EXERCISE DETAILS:
Where an entry contains a picture, skip the picture and write out everything else exactly.

Start of Block

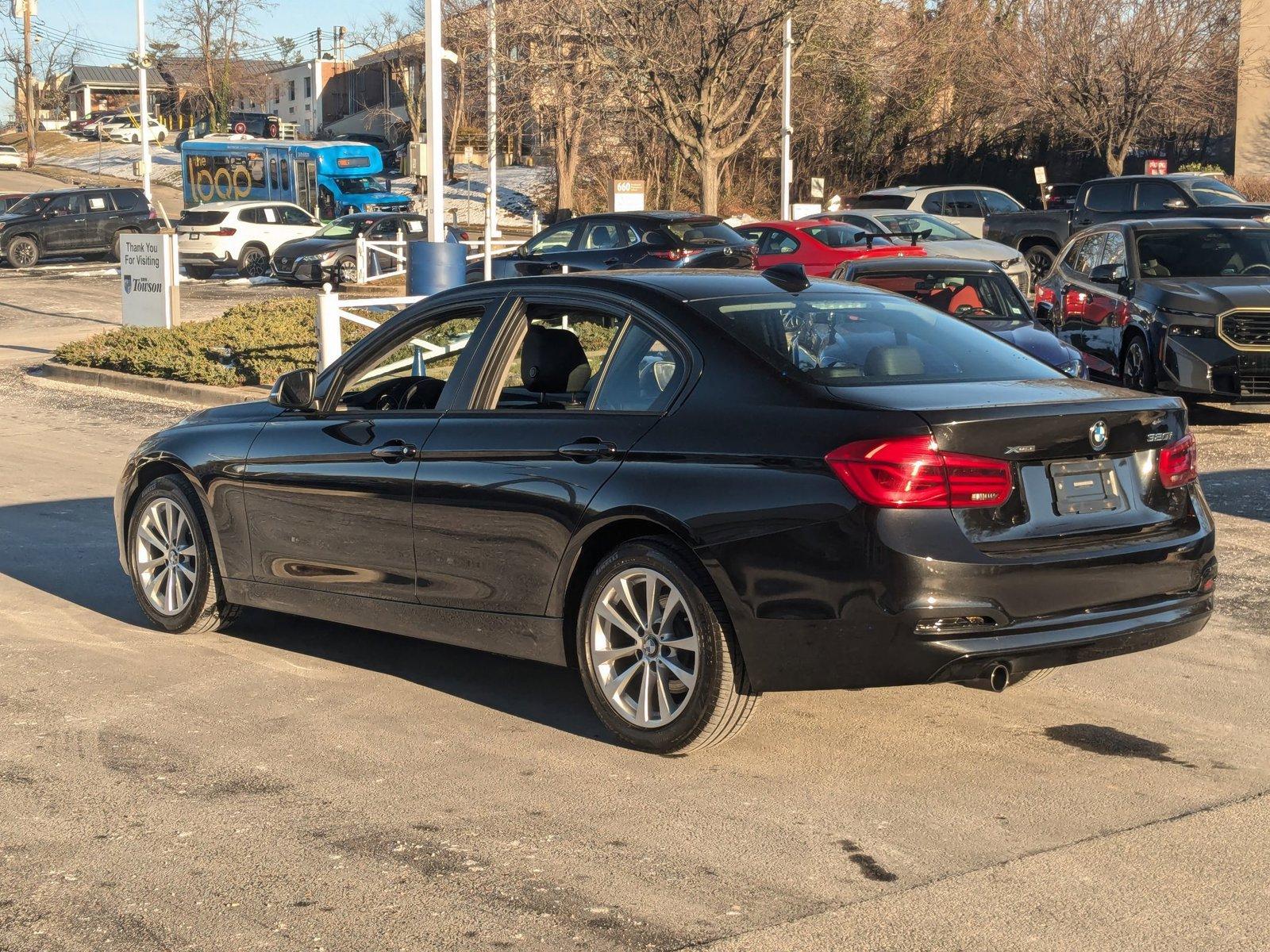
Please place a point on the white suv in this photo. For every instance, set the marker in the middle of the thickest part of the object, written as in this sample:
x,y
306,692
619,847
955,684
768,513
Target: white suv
x,y
241,235
965,206
127,129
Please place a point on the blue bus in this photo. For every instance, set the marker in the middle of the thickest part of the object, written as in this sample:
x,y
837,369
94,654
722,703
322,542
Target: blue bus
x,y
327,178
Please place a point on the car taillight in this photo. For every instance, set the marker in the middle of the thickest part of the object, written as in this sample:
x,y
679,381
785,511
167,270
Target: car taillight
x,y
911,473
1179,463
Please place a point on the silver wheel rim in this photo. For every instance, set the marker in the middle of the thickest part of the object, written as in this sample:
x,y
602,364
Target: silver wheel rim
x,y
165,556
645,647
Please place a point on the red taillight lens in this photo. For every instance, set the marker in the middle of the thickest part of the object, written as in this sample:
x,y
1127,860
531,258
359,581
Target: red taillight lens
x,y
910,473
1179,463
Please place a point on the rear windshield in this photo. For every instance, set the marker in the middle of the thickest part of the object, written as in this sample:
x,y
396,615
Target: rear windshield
x,y
882,202
1206,253
704,232
202,217
859,340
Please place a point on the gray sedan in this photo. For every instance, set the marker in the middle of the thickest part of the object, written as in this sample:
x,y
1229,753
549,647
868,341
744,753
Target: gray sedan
x,y
952,241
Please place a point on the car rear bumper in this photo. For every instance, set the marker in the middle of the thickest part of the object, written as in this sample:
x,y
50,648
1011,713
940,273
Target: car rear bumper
x,y
822,607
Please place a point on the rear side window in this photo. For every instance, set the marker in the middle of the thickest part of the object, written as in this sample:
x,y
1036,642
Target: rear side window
x,y
704,232
202,217
849,338
1109,196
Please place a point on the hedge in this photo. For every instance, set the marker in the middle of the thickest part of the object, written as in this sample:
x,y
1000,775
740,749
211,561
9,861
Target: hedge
x,y
248,346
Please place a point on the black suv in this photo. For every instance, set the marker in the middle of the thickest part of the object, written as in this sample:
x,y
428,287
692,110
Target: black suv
x,y
73,221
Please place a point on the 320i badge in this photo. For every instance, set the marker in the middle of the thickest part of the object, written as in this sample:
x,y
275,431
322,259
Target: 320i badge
x,y
766,482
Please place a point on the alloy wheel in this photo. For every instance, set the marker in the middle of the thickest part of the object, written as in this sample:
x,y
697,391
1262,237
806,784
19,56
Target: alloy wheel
x,y
645,649
165,556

End of Block

SOLVED PROBLEM:
Please place a point on the white suv in this photo. For every instance, set the marker in the middle of the thickest part of the object, written as in this sample:
x,y
306,692
619,847
955,684
768,513
Target: white suv
x,y
241,235
965,206
127,129
Please place a point on the blue bus in this photo. For every instance, set the marker in the middle of the thickest part of the object, written as in this sample:
x,y
837,369
94,654
722,703
322,542
Target: blue bus
x,y
327,178
Please place a point on the car taillight in this photo. For every instance, set the marker in the middle of the thickest part of the object, written as in this sample:
x,y
679,381
785,511
167,270
Target: car taillight
x,y
911,473
1179,463
Please place a point on the silver wheel rim in this photo. For every instance, set the marker in the middle of the thickest part of the object, written as in this sample:
x,y
602,364
Target: silver wheel rim
x,y
165,556
645,647
Please place a point on the red taillight lens in this photo. For every instance, set the marker in the middle of the thickest part of the object, written as in this sample:
x,y
1127,860
531,258
359,581
Target: red taillight lens
x,y
910,473
1179,463
Please place a point on the rear windshield in this photo. For every instance, set the marker in the middle of the thickest part of the object, written as in this sample:
x,y
396,615
Target: rear windshield
x,y
882,202
1206,253
704,232
202,217
859,340
Please place a point on the gray sedan in this photo. For every instance, set the marker in the middle of the thickest part of the object, written as in this sample:
x,y
1229,753
549,647
868,341
744,753
Target: gray sedan
x,y
952,241
Please place a point on the car rear bumper in this photo. For every instance, set the marker in the middle of the thickest part of the object, written as in this sample:
x,y
50,648
1011,713
940,273
Target: car rear bumper
x,y
822,607
Please place a point on the rear side window in this photo. For every instance, set the marker in the middle of the thickest part of the object, written as in this sample:
x,y
1036,642
Target: rear side window
x,y
704,232
202,217
849,338
1109,196
Please place a point on the hedge in this photo. For every instance, set the marker in the middle of the thickest part of the object, written as in this sample:
x,y
1000,775
740,749
211,561
9,861
Target: hedge
x,y
248,346
Please place a point on the black suv in this photo. For every instance, set the marker in the middle of the thickest part of the object, written as in this sample:
x,y
428,287
692,110
Target: black suv
x,y
73,221
Please place a point on the 320i badge in this photo. For every instance, set the marker in the middle of the thickest part of the object, written as in this sample:
x,y
275,431
322,259
Target: 320i badge
x,y
766,482
Please place a point on the alloy wheel in this photo. For every instance, set the marker in the middle of the thickest part of the object, written as in this sample:
x,y
697,391
1262,237
806,784
19,56
Target: alloy wheel
x,y
645,649
165,556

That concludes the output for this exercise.